Collection entries
==============================

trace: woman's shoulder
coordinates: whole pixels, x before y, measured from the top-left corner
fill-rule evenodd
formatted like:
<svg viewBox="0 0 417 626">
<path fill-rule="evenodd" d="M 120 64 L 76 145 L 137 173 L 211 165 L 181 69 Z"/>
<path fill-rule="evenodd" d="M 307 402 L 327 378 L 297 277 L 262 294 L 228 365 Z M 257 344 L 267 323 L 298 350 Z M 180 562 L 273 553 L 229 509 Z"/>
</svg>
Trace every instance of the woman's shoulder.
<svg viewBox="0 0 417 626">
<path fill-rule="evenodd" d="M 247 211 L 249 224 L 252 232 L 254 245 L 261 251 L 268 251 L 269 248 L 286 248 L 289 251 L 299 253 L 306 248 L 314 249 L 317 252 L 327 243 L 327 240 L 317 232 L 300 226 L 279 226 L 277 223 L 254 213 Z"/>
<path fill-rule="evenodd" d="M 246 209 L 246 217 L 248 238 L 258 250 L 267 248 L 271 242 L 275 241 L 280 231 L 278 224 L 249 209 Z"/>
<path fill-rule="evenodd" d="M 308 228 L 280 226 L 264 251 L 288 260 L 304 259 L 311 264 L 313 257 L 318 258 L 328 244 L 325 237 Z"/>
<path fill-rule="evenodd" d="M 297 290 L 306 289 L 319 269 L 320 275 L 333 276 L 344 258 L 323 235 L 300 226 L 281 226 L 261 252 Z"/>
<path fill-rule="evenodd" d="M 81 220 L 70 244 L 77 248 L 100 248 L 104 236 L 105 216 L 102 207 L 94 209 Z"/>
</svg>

==============================

- **WORK INSTRUCTION**: Each line of the data must be retyped exactly as written.

- **EXERCISE OUTPUT**:
trace: woman's shoulder
coordinates: whole pixels, x before y, measured from the top-left corner
fill-rule evenodd
formatted like:
<svg viewBox="0 0 417 626">
<path fill-rule="evenodd" d="M 120 64 L 76 145 L 137 173 L 211 165 L 181 69 Z"/>
<path fill-rule="evenodd" d="M 307 402 L 327 378 L 297 277 L 262 294 L 228 365 Z M 257 344 L 267 323 L 298 350 Z M 180 562 L 273 553 L 229 509 Z"/>
</svg>
Trace every instance of the woman's shoulder.
<svg viewBox="0 0 417 626">
<path fill-rule="evenodd" d="M 247 211 L 249 224 L 252 232 L 254 245 L 261 251 L 268 251 L 269 248 L 286 248 L 289 251 L 299 253 L 306 248 L 314 249 L 317 252 L 327 243 L 327 240 L 317 232 L 300 226 L 279 226 L 277 223 L 254 213 Z"/>
<path fill-rule="evenodd" d="M 246 209 L 246 217 L 248 238 L 258 250 L 267 248 L 271 242 L 275 241 L 280 231 L 278 224 L 249 209 Z"/>
<path fill-rule="evenodd" d="M 308 228 L 280 226 L 264 251 L 288 260 L 304 259 L 311 264 L 313 257 L 318 258 L 328 244 L 325 237 Z"/>
<path fill-rule="evenodd" d="M 297 290 L 306 289 L 319 269 L 320 275 L 333 276 L 344 258 L 323 235 L 300 226 L 281 226 L 261 252 Z"/>
<path fill-rule="evenodd" d="M 81 220 L 70 244 L 77 248 L 100 248 L 104 236 L 105 216 L 102 207 L 94 209 Z"/>
</svg>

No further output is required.